> [Data for this exercise]:
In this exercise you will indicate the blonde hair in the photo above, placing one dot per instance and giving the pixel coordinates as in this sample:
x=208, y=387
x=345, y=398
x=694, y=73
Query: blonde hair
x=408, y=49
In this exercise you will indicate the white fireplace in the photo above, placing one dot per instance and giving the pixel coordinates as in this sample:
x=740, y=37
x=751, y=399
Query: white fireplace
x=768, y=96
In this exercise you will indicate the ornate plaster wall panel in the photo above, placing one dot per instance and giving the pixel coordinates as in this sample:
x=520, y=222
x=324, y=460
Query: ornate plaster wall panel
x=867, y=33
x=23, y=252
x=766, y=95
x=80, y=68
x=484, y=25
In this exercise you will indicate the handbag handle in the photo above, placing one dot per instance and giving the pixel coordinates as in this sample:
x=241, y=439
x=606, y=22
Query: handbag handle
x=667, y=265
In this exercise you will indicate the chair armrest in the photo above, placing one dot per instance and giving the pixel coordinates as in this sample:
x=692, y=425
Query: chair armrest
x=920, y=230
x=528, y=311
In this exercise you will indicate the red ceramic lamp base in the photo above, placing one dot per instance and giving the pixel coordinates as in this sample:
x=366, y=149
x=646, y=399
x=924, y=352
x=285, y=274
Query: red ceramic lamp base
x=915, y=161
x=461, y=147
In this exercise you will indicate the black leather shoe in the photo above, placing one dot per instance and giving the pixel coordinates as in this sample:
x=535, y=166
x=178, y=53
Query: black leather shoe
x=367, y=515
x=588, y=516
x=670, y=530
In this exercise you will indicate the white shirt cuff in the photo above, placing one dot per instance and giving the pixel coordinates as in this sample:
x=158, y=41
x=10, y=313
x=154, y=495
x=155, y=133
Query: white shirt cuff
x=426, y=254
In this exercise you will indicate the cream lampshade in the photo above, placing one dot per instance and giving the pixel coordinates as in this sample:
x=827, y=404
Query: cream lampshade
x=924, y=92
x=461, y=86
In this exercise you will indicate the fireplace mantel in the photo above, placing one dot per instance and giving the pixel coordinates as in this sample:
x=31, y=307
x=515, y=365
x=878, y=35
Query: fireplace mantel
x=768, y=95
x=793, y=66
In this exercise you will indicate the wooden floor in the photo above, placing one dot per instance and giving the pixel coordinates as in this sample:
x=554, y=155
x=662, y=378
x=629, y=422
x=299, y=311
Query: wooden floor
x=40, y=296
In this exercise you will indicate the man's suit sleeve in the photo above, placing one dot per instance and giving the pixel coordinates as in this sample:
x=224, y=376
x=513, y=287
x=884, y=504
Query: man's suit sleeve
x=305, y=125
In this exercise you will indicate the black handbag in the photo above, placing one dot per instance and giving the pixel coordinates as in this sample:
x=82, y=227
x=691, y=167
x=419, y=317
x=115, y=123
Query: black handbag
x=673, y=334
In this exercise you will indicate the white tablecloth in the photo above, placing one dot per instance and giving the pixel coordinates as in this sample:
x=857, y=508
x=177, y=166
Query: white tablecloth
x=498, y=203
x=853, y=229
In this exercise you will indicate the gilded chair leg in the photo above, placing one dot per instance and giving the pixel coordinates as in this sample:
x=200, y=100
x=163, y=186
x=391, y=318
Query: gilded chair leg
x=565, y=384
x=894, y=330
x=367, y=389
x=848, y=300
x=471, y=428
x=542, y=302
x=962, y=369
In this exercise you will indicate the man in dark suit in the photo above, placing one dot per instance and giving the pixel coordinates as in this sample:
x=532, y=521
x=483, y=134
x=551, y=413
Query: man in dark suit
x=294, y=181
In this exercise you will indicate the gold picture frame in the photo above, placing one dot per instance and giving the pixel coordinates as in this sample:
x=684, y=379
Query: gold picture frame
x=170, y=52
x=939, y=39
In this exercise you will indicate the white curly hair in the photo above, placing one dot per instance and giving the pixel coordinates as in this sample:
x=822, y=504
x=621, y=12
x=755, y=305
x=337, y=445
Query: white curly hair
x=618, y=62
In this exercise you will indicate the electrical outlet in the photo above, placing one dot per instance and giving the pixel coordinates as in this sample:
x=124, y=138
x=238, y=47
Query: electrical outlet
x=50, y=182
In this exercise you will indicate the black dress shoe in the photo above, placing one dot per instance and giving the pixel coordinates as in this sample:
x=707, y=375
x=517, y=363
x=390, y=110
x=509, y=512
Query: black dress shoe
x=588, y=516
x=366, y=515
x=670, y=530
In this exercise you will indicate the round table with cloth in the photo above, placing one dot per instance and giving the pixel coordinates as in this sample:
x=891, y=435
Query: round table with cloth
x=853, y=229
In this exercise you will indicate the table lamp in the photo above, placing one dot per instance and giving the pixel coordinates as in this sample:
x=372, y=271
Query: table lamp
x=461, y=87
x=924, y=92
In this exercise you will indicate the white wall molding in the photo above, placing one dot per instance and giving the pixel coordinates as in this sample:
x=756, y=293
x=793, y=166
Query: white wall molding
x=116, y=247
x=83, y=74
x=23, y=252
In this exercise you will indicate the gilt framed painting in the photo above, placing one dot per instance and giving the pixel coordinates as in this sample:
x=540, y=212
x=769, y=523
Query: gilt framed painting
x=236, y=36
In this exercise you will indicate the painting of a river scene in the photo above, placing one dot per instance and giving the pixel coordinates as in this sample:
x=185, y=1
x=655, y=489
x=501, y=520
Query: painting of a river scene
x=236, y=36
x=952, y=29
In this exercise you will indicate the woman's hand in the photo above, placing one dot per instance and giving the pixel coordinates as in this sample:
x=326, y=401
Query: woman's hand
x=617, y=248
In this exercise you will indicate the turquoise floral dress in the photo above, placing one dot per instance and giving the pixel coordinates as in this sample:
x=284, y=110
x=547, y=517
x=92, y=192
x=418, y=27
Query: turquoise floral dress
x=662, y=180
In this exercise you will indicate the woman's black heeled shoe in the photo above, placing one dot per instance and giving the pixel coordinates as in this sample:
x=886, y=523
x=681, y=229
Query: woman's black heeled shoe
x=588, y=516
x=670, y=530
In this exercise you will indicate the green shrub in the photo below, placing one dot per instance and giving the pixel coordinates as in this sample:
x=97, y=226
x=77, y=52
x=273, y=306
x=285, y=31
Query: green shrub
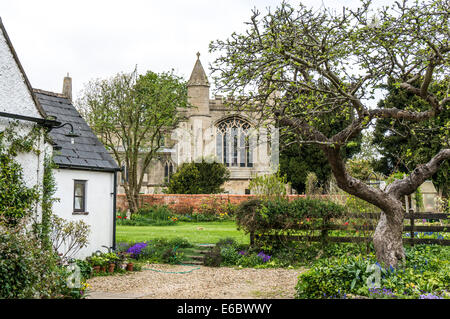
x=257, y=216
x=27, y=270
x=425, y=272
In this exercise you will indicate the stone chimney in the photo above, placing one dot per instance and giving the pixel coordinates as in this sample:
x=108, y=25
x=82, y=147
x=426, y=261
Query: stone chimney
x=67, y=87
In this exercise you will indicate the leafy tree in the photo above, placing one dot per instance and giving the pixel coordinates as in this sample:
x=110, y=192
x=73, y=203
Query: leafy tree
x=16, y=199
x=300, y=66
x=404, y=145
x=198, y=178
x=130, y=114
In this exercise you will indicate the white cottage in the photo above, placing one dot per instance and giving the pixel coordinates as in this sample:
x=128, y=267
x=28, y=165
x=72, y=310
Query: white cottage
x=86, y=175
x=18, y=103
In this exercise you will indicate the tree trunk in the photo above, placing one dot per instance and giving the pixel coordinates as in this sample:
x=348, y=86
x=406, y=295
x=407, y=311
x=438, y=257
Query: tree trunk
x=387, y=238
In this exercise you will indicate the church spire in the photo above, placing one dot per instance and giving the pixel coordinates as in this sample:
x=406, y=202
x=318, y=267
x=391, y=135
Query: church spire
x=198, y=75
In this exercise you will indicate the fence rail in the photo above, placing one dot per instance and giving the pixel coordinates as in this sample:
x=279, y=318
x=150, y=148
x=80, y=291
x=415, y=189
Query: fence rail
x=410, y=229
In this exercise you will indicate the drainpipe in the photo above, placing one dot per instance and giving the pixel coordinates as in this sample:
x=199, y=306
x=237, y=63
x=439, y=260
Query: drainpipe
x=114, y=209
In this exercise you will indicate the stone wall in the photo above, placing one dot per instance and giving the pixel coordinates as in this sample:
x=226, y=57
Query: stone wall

> [The task]: For the records above, output each one exactly and skip any image.

> [Response below]:
In this exercise you will indicate the blonde hair in the photo above, placing one dot per instance and giving the pixel coordinates as in this sample:
x=208, y=387
x=345, y=398
x=694, y=73
Query: blonde hair
x=408, y=49
In this exercise you will indicate the white fireplace in the photo above, placing one dot per instance and giving the pixel coordinates as in this sample:
x=740, y=37
x=751, y=399
Query: white fireplace
x=768, y=96
In this exercise you will indicate the ornate plaster wall panel in the photo above, placing one dot per instance and giving the pixel coordinates as in this sample:
x=520, y=222
x=324, y=460
Query: ornate plaster wall panel
x=867, y=33
x=23, y=252
x=766, y=95
x=80, y=68
x=484, y=25
In this exercise you will indicate the handbag handle in the photo above, placing one dot per instance and giving the pixel coordinates as in this sample:
x=241, y=439
x=606, y=22
Query: handbag handle
x=667, y=265
In this exercise you will indicate the chair armrest in the photo above, placing one dot per instance and giving the pixel coordinates as in this sample:
x=692, y=425
Query: chair armrest
x=920, y=230
x=528, y=311
In this exercise you will indicate the red ceramic lamp base in the photo above, placing one dot per instance and giving the pixel coordinates as in this sample:
x=366, y=149
x=646, y=399
x=924, y=352
x=285, y=274
Query: red ceramic lamp base
x=915, y=161
x=461, y=147
In this exercise you will indicate the black leather shoe in the photo above, placing one dot per instance and giving the pixel coordinates as in this sample:
x=535, y=166
x=178, y=53
Query: black leather shoe
x=367, y=515
x=588, y=516
x=670, y=530
In this exercise you will indicate the white shirt cuff in the photo above, placing one dot per instance and giving the pixel coordinates as in this sample:
x=158, y=41
x=10, y=313
x=154, y=495
x=155, y=133
Query: white shirt cuff
x=426, y=254
In this exercise you will indicate the cream lampshade in the photo above, placing one dot per instance and giving the pixel coordinates as in this sample:
x=827, y=404
Query: cream lampshade
x=924, y=92
x=461, y=86
In this exercise you will indicate the fireplace mantel in the photo above, placing one dot per instance and giving the pixel coordinates as in this sample:
x=31, y=307
x=515, y=365
x=878, y=35
Query: fireplace mantel
x=768, y=95
x=793, y=66
In this exercise you will indicate the wooden floor in the photo above, placing one dot per instance and giving the pixel coordinates as in this sample:
x=554, y=155
x=662, y=378
x=629, y=422
x=299, y=311
Query: wooden floor
x=40, y=296
In this exercise you will indicate the man's suit sleeve in the photo above, placing one dot per instance and giving the pixel coordinates as in this sample:
x=224, y=376
x=513, y=287
x=884, y=504
Query: man's suit sleeve
x=305, y=125
In this exercise you will indicate the black handbag in the photo above, placing one dot per instance and giving the pixel coordinates as in this sample:
x=82, y=227
x=691, y=167
x=419, y=317
x=115, y=123
Query: black handbag
x=673, y=334
In this exercise you will indicate the white tablecloth in the photo above, placing one dot per instance and giving the pixel coordinates as in this sample:
x=857, y=508
x=177, y=166
Query: white tablecloth
x=498, y=203
x=853, y=229
In this exercise you will indicate the gilded chair leg in the photo above, placing one dot per instance and giving the pixel coordinates as in this sample:
x=200, y=100
x=163, y=186
x=391, y=318
Query: gilded chair leg
x=565, y=384
x=894, y=330
x=367, y=389
x=848, y=300
x=471, y=428
x=542, y=302
x=962, y=369
In this exercise you will indicate the man in dark suit in the photo above, placing one dot per instance and giving the pixel coordinates as in this sample:
x=532, y=521
x=483, y=134
x=551, y=413
Query: man in dark suit
x=294, y=181
In this exercise you will indicate the gold picture frame in the photo above, placing one dot per instance and giving the pixel coordinates as in this sample:
x=684, y=379
Query: gold picture frame
x=170, y=52
x=939, y=39
In this exercise you will indicate the white curly hair in the photo above, placing one dot per instance and giving the pixel coordinates as in this sample:
x=822, y=504
x=621, y=12
x=755, y=305
x=337, y=445
Query: white curly hair
x=618, y=62
In this exercise you will indicate the electrical outlet in the photo above, placing one dot per instance and giving the pixel coordinates as in this sample:
x=124, y=138
x=238, y=47
Query: electrical outlet
x=50, y=182
In this exercise you will indicate the black dress shoe in the photo above, placing one dot per instance and giving the pixel coordinates as in this sample:
x=707, y=375
x=517, y=363
x=390, y=110
x=509, y=512
Query: black dress shoe
x=588, y=516
x=366, y=515
x=670, y=530
In this exercise you will indicate the round table with cloth in the photo above, placing one dot per instance and giving the pixel coordinates as in this sample:
x=891, y=435
Query: round table with cloth
x=853, y=229
In this exercise you will indicate the table lamp in the photo above, placing one dot per instance and giving the pixel coordinates as in this sample:
x=372, y=271
Query: table lamp
x=461, y=87
x=924, y=92
In this exercise you will indicate the white wall molding in the photo above, placing one dot per instance and giving the pixel coordinates as in this sample:
x=756, y=293
x=793, y=166
Query: white wall molding
x=116, y=247
x=83, y=74
x=23, y=252
In this exercise you will indicate the gilt framed painting in the photo above, placing one dot per instance and giving the pixel coordinates as in this sample:
x=540, y=212
x=769, y=523
Query: gilt framed painting
x=236, y=36
In this exercise you will indicate the painting of a river scene in the photo above, placing one dot per instance and giving the pixel coordinates as in this sample:
x=185, y=1
x=655, y=489
x=501, y=520
Query: painting of a river scene
x=236, y=36
x=952, y=29
In this exercise you will indicate the woman's hand in the photo above, placing one dot per instance and giving the pixel coordinates as in this sample:
x=326, y=401
Query: woman's hand
x=617, y=248
In this exercise you will indicate the turquoise floral dress in the photo above, placing one dot per instance and giving the pixel coordinates as in this sample:
x=284, y=110
x=547, y=517
x=92, y=192
x=418, y=27
Query: turquoise floral dress
x=662, y=180
In this exercise you will indicate the woman's black heeled shoe in the photo above, placing one dot per instance and giving the pixel coordinates as in this sample:
x=886, y=523
x=681, y=229
Query: woman's black heeled shoe
x=588, y=516
x=670, y=530
In this exercise you will indicate the green shrub in the photo below, placing one dot per instance and giving the pixel coordinates as in this sample:
x=97, y=226
x=77, y=52
x=273, y=306
x=285, y=31
Query: green shrub
x=257, y=216
x=27, y=270
x=425, y=272
In this exercise you will indicate the stone chimney in the photo above, placing one dot per instance and giving the pixel coordinates as in this sample:
x=108, y=25
x=82, y=147
x=426, y=261
Query: stone chimney
x=67, y=87
In this exercise you will indicate the leafy tree in the photo above, placing one dot per instance and giving the pixel coordinates as in this sample:
x=110, y=192
x=73, y=203
Query: leafy tree
x=16, y=199
x=300, y=66
x=404, y=145
x=198, y=178
x=130, y=114
In this exercise you will indicate the white cottage in the photo above, placing one dot per instance and giving the pixel coordinates as in this sample:
x=128, y=267
x=28, y=165
x=72, y=310
Query: white cottage
x=86, y=175
x=18, y=103
In this exercise you will indicate the tree trunk in the photo above, placing one dot per instance and giving the pixel coordinates as in this sample:
x=348, y=86
x=406, y=295
x=407, y=311
x=438, y=257
Query: tree trunk
x=387, y=238
In this exercise you will indicate the church spire in the photo above, placing one dot per instance and giving the pixel coordinates as in this sample:
x=406, y=202
x=318, y=267
x=391, y=135
Query: church spire
x=198, y=75
In this exercise you will indicate the fence rail in the photo above, placing one dot per instance and giving the pixel coordinates as in this sample:
x=279, y=318
x=150, y=148
x=80, y=291
x=415, y=189
Query: fence rail
x=410, y=229
In this exercise you will indicate the drainpipe in the photo above, placing one dot per instance and giving the pixel coordinates as in this sample:
x=199, y=306
x=237, y=63
x=439, y=260
Query: drainpipe
x=114, y=209
In this exercise you will indicate the stone wall in the photo above, placing one dot per instance and giving the pixel coordinates as in this sample:
x=226, y=57
Query: stone wall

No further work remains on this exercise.